Un film en cinémascope et en couleurs si délicieusement 50's, d'entrée de jeu ça me botte.
Moi, docile, je ne fais ni une ni deux, je m'installe au chaud sous ma couette en plumes que je chéris plus que tout l'or du monde, et je me lance le truc, un petit rouge à portée main, c'est le week-end, nous ne sommes pas des bêtes.

Puis directement l'histoire démarre. Ah, pas de doute, on est bien à Hollywood, et mon pauvre Béla Tarr n'aurait même pas voulu regarder un scénario aussi bien exposé.
Pensez-donc, notre ours de canne arrive en ville, ça fait pas trois minutes de film (montre en main), que déjà on connaît toute l'intrigue : Le bonhomme débarque en ville, et il entend ramener de la donzelle travailleuse pour lui et ses six frères. Alléchant, n'est-ce pas ?

| TRAVAIL DEMANDÉ |
Poursuivez la critique du film des années 50 présentée ci-dessus, en reprenant juste après sa dernière phrase.

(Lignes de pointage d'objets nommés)
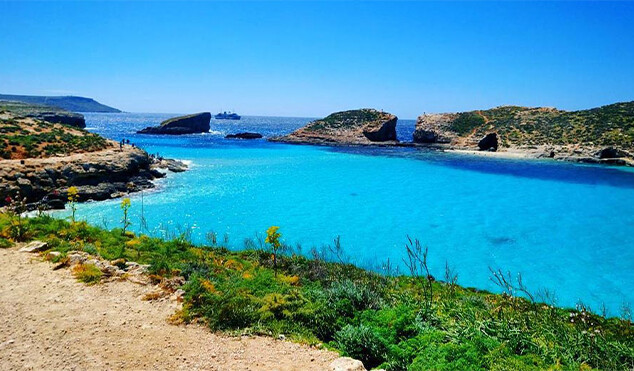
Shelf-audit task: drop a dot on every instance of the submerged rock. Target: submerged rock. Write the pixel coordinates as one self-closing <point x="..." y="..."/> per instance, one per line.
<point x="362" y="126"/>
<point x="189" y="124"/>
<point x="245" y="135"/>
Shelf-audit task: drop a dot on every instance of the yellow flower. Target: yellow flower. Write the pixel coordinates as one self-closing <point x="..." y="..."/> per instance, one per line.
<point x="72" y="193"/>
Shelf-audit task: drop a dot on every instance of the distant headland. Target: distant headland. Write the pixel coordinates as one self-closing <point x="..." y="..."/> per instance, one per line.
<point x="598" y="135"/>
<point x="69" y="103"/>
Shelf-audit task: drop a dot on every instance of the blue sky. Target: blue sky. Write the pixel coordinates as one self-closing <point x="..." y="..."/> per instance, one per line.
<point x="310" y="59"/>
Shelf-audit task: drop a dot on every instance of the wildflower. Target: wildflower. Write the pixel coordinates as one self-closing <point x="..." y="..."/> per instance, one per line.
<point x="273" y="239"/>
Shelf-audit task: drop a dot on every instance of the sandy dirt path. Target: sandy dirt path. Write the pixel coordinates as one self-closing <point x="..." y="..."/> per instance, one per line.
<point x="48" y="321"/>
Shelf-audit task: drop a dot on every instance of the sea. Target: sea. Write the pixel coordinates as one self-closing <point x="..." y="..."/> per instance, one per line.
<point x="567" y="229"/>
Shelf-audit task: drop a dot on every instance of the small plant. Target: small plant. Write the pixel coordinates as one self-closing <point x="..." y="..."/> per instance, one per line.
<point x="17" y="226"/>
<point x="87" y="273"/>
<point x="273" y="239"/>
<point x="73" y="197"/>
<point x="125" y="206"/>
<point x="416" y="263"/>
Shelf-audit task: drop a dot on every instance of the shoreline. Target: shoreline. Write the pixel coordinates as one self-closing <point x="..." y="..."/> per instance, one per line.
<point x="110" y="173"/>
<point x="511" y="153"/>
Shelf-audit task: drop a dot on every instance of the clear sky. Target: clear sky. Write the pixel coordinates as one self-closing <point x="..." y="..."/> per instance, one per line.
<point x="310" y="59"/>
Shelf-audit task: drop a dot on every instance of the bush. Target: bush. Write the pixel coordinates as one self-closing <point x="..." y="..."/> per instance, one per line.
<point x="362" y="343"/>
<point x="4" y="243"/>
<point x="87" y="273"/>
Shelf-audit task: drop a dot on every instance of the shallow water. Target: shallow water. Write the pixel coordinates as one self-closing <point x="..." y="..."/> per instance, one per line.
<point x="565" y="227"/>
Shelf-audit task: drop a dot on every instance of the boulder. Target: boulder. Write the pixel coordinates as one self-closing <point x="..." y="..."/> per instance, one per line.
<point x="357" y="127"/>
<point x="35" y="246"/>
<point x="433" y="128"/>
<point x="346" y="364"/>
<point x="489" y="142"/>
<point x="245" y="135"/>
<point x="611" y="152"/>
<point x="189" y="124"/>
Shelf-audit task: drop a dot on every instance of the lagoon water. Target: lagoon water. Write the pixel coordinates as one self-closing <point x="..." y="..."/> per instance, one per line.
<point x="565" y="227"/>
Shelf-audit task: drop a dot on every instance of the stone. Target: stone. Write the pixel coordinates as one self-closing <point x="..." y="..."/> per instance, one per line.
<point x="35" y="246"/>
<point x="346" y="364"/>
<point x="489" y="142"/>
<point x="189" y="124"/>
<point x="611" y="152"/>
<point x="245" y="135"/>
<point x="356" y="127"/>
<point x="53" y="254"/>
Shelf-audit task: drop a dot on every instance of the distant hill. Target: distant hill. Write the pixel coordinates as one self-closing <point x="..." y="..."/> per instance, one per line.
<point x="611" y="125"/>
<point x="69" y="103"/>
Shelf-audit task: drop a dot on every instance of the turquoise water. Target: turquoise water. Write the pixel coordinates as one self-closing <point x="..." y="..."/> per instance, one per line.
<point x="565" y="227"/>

| RÉPONSE ATTENDUE |
Alors bien sûr, y'a du roux partout, bien plus que de raison, et ça, c'est pas très très bon. Mais finalement on a un peu le même effet que dans un film bollywoodien où les couleurs sont tellement excessives qu'elles en deviennent agréables (voire plus, euphorisantes), et tous ces roux sont si comiques que l'on oublie qu'ils sont roux, ou qu'on en profite. Bon, bien sûr, le rouquin c'est pas ce qui est le plus demandé sur le marché de l'acteur hollywoodien, alors vous pensez bien, sept d'un coup, c'était pas possible. Du coup le dernier est blond assez pétant, mais c'est pas très grave, on met ça sur le compte de son jeune âge, un peu comme s'il n'était encore qu'un enfant et qu'il allait roussir avec l'âge.

Forcément on a un brin de machisme, toujours un plus au cinéma, on est bien d'accord.
Rajoutons à tout ça un air franchement western, période oblige, un héros avec un timbre de voix de baryton très chaud, on s'attend à entendre des numéros de pure country à tout moment.
Et pour cause, mieux encore ! À peine entrée dans la première auberge qu'on a droit à quelques égrenages de cet instrument qui me mettra toujours le sourire, la guimbarde !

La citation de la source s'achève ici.